* Problem details *
Copy the rows from the line containing "Task: annotate every instance of the sand" through the last row, replacing "black jacket" with "leather jacket" and changing nothing else.
[Begin]
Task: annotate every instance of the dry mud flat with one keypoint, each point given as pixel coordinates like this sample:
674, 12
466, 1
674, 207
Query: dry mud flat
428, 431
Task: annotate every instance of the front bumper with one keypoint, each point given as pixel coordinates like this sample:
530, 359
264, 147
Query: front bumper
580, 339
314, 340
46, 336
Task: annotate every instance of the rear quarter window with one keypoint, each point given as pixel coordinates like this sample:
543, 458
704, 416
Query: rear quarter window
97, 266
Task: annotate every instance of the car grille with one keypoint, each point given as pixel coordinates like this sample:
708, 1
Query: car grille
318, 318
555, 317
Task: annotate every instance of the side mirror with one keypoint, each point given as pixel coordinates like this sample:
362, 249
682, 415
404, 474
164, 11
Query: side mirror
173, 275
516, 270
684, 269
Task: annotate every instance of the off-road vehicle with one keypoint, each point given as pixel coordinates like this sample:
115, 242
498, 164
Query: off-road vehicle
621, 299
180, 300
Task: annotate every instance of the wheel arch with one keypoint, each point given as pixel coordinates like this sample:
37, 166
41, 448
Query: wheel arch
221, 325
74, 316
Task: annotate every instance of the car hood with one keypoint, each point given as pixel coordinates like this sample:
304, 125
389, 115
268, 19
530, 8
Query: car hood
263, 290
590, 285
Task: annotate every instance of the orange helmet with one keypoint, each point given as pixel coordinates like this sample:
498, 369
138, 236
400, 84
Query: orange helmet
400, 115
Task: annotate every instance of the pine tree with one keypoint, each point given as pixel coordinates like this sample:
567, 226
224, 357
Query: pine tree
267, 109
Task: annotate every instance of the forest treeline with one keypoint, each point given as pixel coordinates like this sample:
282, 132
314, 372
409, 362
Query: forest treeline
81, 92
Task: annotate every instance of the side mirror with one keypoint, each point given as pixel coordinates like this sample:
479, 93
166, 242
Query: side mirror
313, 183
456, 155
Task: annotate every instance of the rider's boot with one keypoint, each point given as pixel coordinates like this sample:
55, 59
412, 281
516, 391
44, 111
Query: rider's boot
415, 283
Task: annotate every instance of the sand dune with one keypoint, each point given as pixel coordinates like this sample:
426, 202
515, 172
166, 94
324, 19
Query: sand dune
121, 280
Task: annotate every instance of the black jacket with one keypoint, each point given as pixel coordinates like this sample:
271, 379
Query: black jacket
[End]
* Full response *
Task: annotate every instance of the sand dune with one keypoint, each point given as pixel coordinates like this sample:
426, 202
515, 172
166, 94
324, 19
Query: sand dune
121, 280
Task: annotate every instance of the leather jacket with one keypoint, each point given as pixel coordinates like this sample:
271, 379
Query: leather jacket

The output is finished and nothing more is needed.